# [Belge alıntısı]
◇ ◇ ◇ ◇
Esas No: 2019/5570
Karar No: 2021/3049
Karar Tarihi: 08.06.2021
Danıştay 4. Daire 2019/5570 Esas 2021/3049 Karar Sayılı İlamı
T.C.
D A N I Ş T A Y
DÖRDÜNCÜ DAİRE
Esas No : 2019/5570
Karar No : 2021/3049
TEMYİZ EDEN (DAVALI) : … Bakanlığı
… Başkanlığı
KARŞI TARAF(DAVACI) : ...
VEKİLİ : Av. …
İSTEMİN KONUSU : ... Bölge İdare Mahkemesi ... Vergi Dava Dairesinin … tarih ve E:…, K:… sayılı kararının temyizen incelenerek bozulması istenilmektedir.
YARGILAMA SÜRECİ :
Dava konusu istem: Davacı tarafından, iş akdi sona erdirilen davacıya "hizmet ödülü" adı altında ödenen brüt 2.909.606,02 TL'lik ödeme üzerinden yapılan gelir (stopaj) vergisi kesintisinin iadesi istemiyle yapılan düzeltme başvurusunun zımnen reddi üzerine şikayet yolu ile Maliye Bakanlığı'na yapılan başvurunun zımnen reddine dair işlemin iptali ile yasal faizi ile birlikte iadesi istenilmiştir.
İlk Derece Mahkemesi kararının özeti: ... Vergi Mahkemesince verilen … tarih ve E:…, K:… sayılı kararda; Mahkemenin 23/10/2018 tarihli ara kararına cevaben işveren ... Holding Anonim Şirketi tarafından sunulan ücret bordrosunun incelenmesinden, davacıya hizmet ödülü adı altında 2.902,118.58 TL ödeme yapıldığı anlaşıldığından, iade isteminin bu ödeme üzerinden yapılan 1.015.741,50 TL tutarındaki gelir vergisi kesintisini aşan kısmı yönünden davanın reddi gerektiği, işbu karar ile iadesine karar verilen tutarın 3095 sayılı Kanuni Faiz ve Temerrüt Faizine İlişkin Kanun’da öngörülen oranda hesaplanacak yasal faizi ile birlikte davacıya iadesi gerektiği sonucuna varılmıştır. Belirtilen gerekçelerle davanın kısmen kabulüne, kısmen reddine karar verilmiştir.
Bölge İdare Mahkemesi kararının özeti: Bölge İdare Mahkemesince; istinaf başvurusuna konu Vergi Mahkemesi kararının usul ve hukuka uygun olduğu ve davalı tarafından ileri sürülen iddiaların söz konusu kararın kaldırılmasını sağlayacak nitelikte görülmediği belirtilerek 2577 sayılı İdari Yargılama Usulü Kanunu'nun 45. maddesinin 3. fıkrası uyarınca istinaf başvurusunun reddine karar verilmiştir.
TEMYİZ EDENİN İDDİALARI : Davalı İdare tarafından yapılan ödemenin ücret kapsamında ve vergiye tabi olduğu, ayrıca yerleşik yargı içtihatları uyarınca uyuşmazlığın yargılamayı gerektirdiğinden düzeltme ve şikayet kapsamında bir uyuşmazlık olmadığı belirtilerek davanın kabule ilişkin kısmının bozulması gerektiği ileri sürülmektedir.
◇ ◇ ◇ ◇
# [Görev girdisi]
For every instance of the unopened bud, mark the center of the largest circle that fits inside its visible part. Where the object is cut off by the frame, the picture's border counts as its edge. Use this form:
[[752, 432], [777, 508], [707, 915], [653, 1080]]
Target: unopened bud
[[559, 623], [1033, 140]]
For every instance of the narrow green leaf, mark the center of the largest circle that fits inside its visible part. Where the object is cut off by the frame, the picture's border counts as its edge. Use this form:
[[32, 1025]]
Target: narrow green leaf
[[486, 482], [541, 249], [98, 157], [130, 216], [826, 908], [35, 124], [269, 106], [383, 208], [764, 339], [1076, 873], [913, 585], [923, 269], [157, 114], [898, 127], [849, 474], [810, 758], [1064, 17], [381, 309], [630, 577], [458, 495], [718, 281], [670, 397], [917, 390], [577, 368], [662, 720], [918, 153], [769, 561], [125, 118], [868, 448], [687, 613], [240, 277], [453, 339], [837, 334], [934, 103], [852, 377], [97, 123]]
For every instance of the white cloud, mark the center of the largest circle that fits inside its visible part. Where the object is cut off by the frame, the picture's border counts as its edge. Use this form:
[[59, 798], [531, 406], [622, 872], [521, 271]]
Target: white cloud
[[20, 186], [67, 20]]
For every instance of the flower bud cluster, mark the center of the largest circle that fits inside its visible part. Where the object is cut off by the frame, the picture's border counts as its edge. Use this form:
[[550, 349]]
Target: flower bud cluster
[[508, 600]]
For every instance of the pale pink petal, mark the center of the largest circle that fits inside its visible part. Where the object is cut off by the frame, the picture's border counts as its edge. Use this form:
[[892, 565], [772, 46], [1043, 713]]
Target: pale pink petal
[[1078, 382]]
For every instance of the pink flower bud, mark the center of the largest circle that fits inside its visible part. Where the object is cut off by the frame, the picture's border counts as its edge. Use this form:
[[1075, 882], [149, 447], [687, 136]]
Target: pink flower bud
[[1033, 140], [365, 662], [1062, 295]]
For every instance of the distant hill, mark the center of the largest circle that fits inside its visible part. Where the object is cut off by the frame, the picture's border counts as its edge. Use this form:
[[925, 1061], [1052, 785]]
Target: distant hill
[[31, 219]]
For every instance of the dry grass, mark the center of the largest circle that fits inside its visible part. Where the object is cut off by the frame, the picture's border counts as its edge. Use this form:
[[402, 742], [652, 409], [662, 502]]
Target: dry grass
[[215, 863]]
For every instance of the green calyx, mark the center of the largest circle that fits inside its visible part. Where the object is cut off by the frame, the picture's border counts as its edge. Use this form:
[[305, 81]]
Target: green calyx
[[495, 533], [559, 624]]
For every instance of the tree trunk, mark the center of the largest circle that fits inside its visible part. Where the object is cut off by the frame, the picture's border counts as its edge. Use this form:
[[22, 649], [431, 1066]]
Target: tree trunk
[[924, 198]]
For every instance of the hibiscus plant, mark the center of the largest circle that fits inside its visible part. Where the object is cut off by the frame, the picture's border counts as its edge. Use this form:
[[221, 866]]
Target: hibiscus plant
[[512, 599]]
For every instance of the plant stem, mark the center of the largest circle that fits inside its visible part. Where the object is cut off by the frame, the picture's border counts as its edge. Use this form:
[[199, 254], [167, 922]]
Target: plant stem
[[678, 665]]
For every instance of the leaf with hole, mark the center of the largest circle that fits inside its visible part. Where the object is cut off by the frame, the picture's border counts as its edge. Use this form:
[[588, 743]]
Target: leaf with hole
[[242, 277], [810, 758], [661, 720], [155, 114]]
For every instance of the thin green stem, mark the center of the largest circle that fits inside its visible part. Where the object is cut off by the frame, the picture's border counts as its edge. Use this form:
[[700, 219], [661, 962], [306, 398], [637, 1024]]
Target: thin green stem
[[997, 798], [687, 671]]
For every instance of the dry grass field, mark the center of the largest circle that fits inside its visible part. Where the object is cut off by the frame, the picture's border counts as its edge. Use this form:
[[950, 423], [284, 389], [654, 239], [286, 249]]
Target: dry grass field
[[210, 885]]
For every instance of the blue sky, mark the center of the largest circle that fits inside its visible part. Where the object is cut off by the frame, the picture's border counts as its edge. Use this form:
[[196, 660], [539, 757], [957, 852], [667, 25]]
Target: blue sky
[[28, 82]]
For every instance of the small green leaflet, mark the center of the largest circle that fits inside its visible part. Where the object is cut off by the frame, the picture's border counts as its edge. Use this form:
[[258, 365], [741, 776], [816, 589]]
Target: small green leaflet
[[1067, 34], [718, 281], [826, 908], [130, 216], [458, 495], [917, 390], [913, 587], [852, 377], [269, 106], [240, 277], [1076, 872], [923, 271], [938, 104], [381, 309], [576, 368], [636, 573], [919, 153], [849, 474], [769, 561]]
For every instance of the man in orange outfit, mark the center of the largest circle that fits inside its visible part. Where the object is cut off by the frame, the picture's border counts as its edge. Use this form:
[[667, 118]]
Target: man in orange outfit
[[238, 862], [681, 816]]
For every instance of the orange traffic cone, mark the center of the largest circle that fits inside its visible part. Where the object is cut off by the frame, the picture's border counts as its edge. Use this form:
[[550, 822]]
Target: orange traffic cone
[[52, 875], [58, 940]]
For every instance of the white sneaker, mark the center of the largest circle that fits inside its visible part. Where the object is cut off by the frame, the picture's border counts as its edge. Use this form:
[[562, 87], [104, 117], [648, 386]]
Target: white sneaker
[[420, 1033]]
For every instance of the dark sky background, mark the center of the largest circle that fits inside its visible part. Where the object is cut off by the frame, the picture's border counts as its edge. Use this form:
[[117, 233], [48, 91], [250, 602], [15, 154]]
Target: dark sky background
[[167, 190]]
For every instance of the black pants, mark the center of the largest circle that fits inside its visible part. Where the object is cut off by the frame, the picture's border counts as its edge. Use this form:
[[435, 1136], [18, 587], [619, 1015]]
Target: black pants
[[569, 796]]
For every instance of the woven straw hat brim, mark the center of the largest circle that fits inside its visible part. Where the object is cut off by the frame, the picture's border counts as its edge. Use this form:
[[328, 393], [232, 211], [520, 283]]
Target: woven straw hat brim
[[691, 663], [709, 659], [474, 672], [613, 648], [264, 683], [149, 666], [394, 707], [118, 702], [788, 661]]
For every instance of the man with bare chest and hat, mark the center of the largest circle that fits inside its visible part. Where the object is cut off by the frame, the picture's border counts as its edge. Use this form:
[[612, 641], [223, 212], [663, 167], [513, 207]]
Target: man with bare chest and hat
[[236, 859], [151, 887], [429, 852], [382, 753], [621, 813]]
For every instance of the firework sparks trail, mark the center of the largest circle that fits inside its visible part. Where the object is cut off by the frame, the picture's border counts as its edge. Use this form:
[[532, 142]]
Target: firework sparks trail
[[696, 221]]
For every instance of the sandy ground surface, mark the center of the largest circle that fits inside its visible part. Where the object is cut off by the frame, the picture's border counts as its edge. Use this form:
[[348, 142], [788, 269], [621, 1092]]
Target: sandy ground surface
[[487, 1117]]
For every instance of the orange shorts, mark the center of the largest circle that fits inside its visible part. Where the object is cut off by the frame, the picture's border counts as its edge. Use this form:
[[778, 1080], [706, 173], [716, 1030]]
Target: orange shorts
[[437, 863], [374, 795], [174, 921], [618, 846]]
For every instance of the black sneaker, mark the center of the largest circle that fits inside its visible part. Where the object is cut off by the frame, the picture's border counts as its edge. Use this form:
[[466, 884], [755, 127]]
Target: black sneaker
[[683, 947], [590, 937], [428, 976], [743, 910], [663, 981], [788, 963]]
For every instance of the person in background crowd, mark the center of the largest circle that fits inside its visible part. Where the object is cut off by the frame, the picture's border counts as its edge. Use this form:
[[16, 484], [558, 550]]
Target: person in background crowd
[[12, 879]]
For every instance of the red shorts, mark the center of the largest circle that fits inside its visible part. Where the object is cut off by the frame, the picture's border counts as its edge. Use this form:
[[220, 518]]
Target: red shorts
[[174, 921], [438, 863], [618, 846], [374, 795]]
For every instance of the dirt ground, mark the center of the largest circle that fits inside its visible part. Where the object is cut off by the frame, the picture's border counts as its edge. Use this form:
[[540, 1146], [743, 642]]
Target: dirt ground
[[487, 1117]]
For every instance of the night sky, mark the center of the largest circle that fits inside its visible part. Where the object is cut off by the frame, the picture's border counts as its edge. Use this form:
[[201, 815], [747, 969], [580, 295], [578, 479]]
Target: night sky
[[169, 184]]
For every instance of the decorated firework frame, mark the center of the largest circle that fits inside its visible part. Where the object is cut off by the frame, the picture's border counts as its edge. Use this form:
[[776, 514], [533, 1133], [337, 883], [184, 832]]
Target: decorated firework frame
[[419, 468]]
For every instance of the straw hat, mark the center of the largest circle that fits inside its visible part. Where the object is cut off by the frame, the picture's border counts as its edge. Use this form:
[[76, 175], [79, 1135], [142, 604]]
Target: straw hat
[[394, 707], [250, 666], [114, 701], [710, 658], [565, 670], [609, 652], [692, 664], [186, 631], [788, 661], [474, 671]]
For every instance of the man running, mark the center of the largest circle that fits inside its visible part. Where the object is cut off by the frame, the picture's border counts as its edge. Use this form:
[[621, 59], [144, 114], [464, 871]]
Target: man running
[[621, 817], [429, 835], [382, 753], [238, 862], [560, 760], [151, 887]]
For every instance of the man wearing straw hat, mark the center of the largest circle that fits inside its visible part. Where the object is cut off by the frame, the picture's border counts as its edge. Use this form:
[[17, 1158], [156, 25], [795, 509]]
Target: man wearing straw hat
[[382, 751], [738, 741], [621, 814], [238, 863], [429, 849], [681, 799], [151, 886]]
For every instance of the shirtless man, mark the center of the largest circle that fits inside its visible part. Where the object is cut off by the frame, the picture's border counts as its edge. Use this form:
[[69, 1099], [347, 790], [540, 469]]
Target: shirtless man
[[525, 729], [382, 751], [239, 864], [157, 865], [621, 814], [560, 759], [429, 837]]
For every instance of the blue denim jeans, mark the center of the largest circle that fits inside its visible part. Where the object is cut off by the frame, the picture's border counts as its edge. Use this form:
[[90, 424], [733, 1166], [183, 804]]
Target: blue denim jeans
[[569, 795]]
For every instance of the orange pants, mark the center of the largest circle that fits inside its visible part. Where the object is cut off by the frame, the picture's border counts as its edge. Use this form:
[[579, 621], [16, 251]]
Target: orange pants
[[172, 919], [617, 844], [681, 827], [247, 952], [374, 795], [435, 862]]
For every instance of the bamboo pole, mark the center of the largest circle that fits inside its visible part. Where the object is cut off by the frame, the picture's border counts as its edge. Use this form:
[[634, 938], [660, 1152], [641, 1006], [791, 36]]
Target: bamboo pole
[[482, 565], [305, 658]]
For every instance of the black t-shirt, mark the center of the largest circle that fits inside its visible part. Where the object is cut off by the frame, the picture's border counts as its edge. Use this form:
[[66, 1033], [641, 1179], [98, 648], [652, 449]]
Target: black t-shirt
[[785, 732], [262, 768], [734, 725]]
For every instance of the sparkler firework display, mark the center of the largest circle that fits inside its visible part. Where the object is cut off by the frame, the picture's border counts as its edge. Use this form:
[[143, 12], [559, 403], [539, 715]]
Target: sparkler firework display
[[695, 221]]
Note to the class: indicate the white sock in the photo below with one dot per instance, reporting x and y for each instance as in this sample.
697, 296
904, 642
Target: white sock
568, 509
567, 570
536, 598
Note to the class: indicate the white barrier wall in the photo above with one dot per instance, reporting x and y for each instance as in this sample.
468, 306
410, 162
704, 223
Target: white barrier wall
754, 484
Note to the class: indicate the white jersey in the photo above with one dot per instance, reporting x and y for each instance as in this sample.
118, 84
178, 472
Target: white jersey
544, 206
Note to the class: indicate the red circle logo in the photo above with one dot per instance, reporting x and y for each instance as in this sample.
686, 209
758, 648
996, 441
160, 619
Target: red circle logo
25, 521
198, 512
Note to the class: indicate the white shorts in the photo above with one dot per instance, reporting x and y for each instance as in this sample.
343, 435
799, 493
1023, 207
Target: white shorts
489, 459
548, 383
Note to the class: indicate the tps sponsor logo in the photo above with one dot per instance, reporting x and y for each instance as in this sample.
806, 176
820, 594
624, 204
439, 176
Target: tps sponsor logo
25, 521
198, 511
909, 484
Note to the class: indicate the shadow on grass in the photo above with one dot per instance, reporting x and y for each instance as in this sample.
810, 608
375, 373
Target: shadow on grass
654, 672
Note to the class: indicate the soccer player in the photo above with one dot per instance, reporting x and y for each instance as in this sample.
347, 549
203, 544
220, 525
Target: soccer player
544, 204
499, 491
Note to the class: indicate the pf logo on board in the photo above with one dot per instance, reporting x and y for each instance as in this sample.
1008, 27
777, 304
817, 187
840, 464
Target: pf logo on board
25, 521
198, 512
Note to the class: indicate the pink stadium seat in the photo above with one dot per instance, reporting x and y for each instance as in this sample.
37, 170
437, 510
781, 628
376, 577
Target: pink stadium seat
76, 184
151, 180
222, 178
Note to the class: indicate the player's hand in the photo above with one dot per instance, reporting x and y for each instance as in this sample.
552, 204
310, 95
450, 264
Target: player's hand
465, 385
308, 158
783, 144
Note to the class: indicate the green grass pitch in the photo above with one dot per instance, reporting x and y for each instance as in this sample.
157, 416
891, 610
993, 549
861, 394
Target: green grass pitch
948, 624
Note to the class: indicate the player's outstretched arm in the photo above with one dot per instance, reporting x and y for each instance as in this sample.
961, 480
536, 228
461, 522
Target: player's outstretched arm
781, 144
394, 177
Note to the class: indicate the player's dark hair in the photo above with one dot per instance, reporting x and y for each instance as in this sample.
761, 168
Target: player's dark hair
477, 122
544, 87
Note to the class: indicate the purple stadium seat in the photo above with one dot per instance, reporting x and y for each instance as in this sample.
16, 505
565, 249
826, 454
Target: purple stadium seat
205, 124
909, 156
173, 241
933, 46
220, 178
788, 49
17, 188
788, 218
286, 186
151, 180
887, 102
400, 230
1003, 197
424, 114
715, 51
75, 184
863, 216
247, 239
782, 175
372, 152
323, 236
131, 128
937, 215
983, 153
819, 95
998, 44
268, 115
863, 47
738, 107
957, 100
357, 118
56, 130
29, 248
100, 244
◇ ◇ ◇ ◇
# [Görev tanımı 1]
Karar metnine göre lütfen şu soruları yanıtlayın:
(a) Kararın tarihi nedir?
(b) İlk Derece Mahkemesi, iade isteminin hangi tutardaki gelir vergisi kesintisini aşan kısmı yönünden davanın reddine karar verdi?
(c) Bölge İdare Mahkemesi, istinaf başvurusunun reddine hangi kanunun hangi madde ve fıkrası uyarınca karar verdi?
# [Görev tanımı 2]
Kayıtlarda "For every instance of the black sneaker, mark" içeren satırla açılıp "[[12, 879]]" içeren satırla kapanan bölümü, istemler dahil, yeniden yazın. Yalnızca cevaplardaki koordinatları 1,2 ile çarpıp tam sayıya yuvarlayarak ölçeklendirin; yarımlar yukarı yuvarlanır, istemlerdeki ve biçim örneklerindeki sayılar değişmez.

# [Yazılı çözüm 1]
(a) 08.06.2021
(b) 1.015.741,50 TL
(c) 2577 sayılı İdari Yargılama Usulü Kanunu'nun 45. maddesinin 3. fıkrası

# [Yazılı çözüm 2]
For every instance of the black sneaker, mark the center of the largest circle that fits inside its visible part. Where the object is cut off by the frame, the picture's border counts as its edge. Use this form:
[[466, 884], [755, 127]]
Target: black sneaker
[[820, 1136], [708, 1124], [514, 1171], [892, 1092], [796, 1177], [946, 1156]]
For every instance of the person in background crowd, mark the center of the largest circle that fits inside its visible part. Where the object is cut off by the frame, the picture's border counts as its edge. Use this form:
[[16, 484], [558, 550]]
Target: person in background crowd
[[14, 1055]]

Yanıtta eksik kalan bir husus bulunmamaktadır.